-- BEGIN QUOTED TEXT --
How to Convert Pandas to Polars
Pandas has been the backbone of Python data analysis for over a decade, but it's showing its age. Built on NumPy with single-threaded execution and eager evaluation, pandas struggles with datasets...
Key Insights
- Polars isn’t a drop-in replacement for pandas—it requires rethinking how you approach data manipulation, particularly around indexes and lazy evaluation
- Start migration with read-heavy analytical workloads where Polars’ parallel execution provides immediate performance gains, not complex data cleaning pipelines
- The expression API is Polars’ killer feature; learning to think in expressions rather than method chains unlocks the real performance benefits
Why Switch to Polars?
Pandas has been the backbone of Python data analysis for over a decade, but it’s showing its age. Built on NumPy with single-threaded execution and eager evaluation, pandas struggles with datasets that exceed available RAM and can’t leverage modern multi-core processors effectively.
Polars addresses these limitations directly. Written in Rust with a focus on performance, it offers lazy evaluation (build a query plan, optimize it, then execute), automatic parallelization across CPU cores, and memory efficiency through Apache Arrow’s columnar format. Benchmarks consistently show Polars outperforming pandas by 5-20x on common operations.
But performance alone isn’t a reason to migrate. Consider switching when you’re hitting memory limits with pandas, spending significant time optimizing slow transformations, or starting new projects where you can design around Polars’ paradigms from the start.
Key Syntax Differences at a Glance
The most jarring difference for pandas users is Polars’ expression-based API. Where pandas encourages chained method calls on DataFrames, Polars uses a context-based system with select, filter, and with_columns.
Here’s the same analytical query in both libraries:
# Pandas approach
import pandas as pd
result = (
df[df["status"] == "active"]
.groupby("category")
-- END QUOTED TEXT --
-- BEGIN DATASET CONTENT --
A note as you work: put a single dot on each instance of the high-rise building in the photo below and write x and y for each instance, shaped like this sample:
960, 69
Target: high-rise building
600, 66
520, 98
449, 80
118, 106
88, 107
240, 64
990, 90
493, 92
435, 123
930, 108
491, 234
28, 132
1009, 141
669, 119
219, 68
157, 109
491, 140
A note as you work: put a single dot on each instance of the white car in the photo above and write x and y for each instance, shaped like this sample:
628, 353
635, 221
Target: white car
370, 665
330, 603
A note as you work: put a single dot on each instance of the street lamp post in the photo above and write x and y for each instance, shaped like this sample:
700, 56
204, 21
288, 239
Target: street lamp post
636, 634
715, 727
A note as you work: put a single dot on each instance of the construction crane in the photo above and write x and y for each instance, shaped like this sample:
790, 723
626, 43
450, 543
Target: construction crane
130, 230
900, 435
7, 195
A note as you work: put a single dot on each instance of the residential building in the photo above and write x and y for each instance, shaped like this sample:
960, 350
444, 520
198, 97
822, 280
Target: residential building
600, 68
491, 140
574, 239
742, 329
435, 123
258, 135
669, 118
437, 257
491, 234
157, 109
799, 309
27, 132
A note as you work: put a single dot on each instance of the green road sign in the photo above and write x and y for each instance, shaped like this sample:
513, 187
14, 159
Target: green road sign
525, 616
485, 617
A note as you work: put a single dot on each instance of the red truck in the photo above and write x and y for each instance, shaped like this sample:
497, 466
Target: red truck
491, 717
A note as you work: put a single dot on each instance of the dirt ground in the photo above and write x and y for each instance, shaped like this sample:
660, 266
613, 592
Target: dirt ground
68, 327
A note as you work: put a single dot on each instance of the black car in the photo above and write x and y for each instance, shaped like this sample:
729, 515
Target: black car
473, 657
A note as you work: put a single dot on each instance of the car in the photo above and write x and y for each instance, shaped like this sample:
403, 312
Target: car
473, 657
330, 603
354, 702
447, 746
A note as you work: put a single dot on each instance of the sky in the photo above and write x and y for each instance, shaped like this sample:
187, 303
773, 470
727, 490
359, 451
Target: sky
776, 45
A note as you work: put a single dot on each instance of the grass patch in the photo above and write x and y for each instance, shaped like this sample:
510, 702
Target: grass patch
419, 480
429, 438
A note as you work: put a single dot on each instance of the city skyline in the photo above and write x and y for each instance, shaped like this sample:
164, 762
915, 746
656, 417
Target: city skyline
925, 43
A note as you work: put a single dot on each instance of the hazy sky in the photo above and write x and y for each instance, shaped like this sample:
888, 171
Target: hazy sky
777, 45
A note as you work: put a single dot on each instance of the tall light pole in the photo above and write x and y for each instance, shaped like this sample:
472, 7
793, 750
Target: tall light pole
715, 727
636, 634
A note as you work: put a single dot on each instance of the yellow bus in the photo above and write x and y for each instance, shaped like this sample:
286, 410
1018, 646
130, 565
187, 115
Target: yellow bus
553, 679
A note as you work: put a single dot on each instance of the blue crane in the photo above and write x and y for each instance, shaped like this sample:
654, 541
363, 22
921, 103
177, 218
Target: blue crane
-- END DATASET CONTENT --
--- REQUESTS ---
1. In the pandas-to-Polars guide, which three contexts make up the system that Polars uses in place of chained method calls?
2. Carry the pandas-to-Polars guide forward from the point where it stops.
The records are separate from the pandas-to-Polars guide.

--- RESPONSES IN ORDER ---
1. Polars uses select, filter, and with_columns.

2.
.agg(
total_revenue=("revenue", "sum"),
avg_quantity=("quantity", "mean"),
order_count=("order_id", "count")
)
.sort_values("total_revenue", ascending=False)
.head(10)
)
# Polars approach
import polars as pl
result = (
df.filter(pl.col("status") == "active")
.group_by("category")
.agg(
pl.col("revenue").sum().alias("total_revenue"),
pl.col("quantity").mean().alias("avg_quantity"),
pl.col("order_id").count().alias("order_count")
)
.sort("total_revenue", descending=True)
.head(10)
)
Notice the key differences: pl.col() expressions replace string column references, filter replaces boolean indexing, and aggregations are explicit expressions rather than tuples. This verbosity pays off—Polars can optimize and parallelize these expressions automatically.
Converting Data Structures
When you need interoperability between libraries, Polars provides straightforward conversion methods:
import pandas as pd
import polars as pl
import numpy as np
# Pandas DataFrame to Polars
pandas_df = pd.DataFrame({
"id": [1, 2, 3],
"value": [10.5, 20.3, 30.1],
"category": ["A", "B", "A"]
})
polars_df = pl.from_pandas(pandas_df)
# Polars DataFrame to Pandas
back_to_pandas = polars_df.to_pandas()
# NumPy array to Polars (via dictionary)
arr = np.random.randn(1000, 3)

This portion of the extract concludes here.